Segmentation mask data
# # #
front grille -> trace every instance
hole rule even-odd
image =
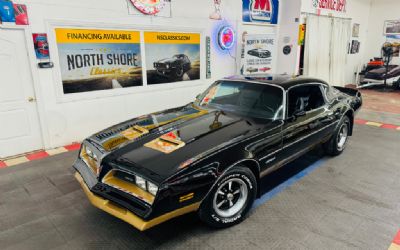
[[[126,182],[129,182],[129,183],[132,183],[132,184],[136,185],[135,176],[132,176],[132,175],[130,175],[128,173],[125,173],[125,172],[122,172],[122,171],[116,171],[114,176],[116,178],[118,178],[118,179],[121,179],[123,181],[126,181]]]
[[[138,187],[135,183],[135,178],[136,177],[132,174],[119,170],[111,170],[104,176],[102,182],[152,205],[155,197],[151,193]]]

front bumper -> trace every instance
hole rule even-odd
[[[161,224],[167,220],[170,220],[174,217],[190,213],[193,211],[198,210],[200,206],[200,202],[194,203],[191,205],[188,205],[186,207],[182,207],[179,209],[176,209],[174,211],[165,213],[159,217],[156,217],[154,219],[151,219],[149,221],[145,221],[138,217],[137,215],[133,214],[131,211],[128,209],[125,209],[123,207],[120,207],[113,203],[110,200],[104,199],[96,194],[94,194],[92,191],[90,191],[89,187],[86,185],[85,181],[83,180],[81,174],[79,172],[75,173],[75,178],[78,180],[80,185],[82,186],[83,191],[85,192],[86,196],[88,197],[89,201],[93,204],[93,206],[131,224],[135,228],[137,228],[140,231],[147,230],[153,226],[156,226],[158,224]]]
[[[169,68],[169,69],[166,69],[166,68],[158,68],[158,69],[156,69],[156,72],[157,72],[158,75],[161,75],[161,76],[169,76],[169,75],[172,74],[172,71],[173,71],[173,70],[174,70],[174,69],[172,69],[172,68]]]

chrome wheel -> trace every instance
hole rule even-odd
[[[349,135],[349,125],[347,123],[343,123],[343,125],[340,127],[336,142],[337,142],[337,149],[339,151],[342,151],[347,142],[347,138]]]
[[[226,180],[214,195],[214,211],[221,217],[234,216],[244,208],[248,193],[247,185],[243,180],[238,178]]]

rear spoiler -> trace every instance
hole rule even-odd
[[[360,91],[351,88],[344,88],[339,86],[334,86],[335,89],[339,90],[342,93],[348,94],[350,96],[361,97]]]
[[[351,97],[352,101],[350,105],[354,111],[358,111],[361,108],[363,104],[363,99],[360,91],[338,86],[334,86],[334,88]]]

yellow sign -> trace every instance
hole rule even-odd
# # #
● **Try it**
If a record holds a picture, drop the picture and return the rest of it exactly.

● **Your response**
front grille -> trace every instance
hole rule even-odd
image =
[[[126,182],[129,182],[129,183],[132,183],[132,184],[136,185],[135,176],[132,176],[132,175],[130,175],[128,173],[125,173],[125,172],[122,172],[122,171],[116,171],[114,176],[116,178],[118,178],[118,179],[121,179],[123,181],[126,181]]]
[[[138,187],[135,183],[135,178],[136,177],[132,174],[119,170],[111,170],[104,176],[102,182],[152,205],[155,197],[151,193]]]

front bumper -> trace every instance
hole rule even-odd
[[[161,224],[167,220],[170,220],[174,217],[190,213],[193,211],[198,210],[200,206],[200,202],[194,203],[191,205],[188,205],[186,207],[182,207],[179,209],[176,209],[174,211],[165,213],[159,217],[156,217],[154,219],[151,219],[149,221],[145,221],[138,217],[137,215],[133,214],[131,211],[128,209],[125,209],[123,207],[120,207],[113,203],[110,200],[104,199],[96,194],[94,194],[92,191],[90,191],[89,187],[86,185],[85,181],[83,180],[81,174],[79,172],[75,173],[75,178],[78,180],[80,185],[82,186],[83,191],[85,192],[86,196],[88,197],[89,201],[93,204],[93,206],[131,224],[135,228],[137,228],[140,231],[147,230],[153,226],[156,226],[158,224]]]
[[[169,68],[169,69],[166,69],[166,68],[158,68],[158,69],[156,69],[156,72],[157,72],[158,75],[161,75],[161,76],[169,76],[169,75],[172,74],[172,71],[173,71],[173,70],[174,70],[174,69],[172,69],[172,68]]]

chrome wheel -> trace every instance
hole rule even-odd
[[[349,135],[349,125],[347,123],[343,123],[343,125],[340,127],[336,142],[337,142],[337,149],[339,151],[342,151],[347,142],[347,138]]]
[[[226,180],[214,195],[214,211],[221,217],[234,216],[244,208],[248,193],[247,185],[243,180],[238,178]]]

rear spoiler -> trace every instance
hole rule even-odd
[[[360,91],[351,88],[344,88],[339,86],[334,86],[335,89],[339,90],[342,93],[348,94],[350,96],[361,97]]]
[[[351,97],[352,101],[350,105],[354,111],[358,111],[361,108],[363,104],[363,99],[360,91],[338,86],[334,86],[334,88]]]

yellow sign -> trace every instance
hole rule even-odd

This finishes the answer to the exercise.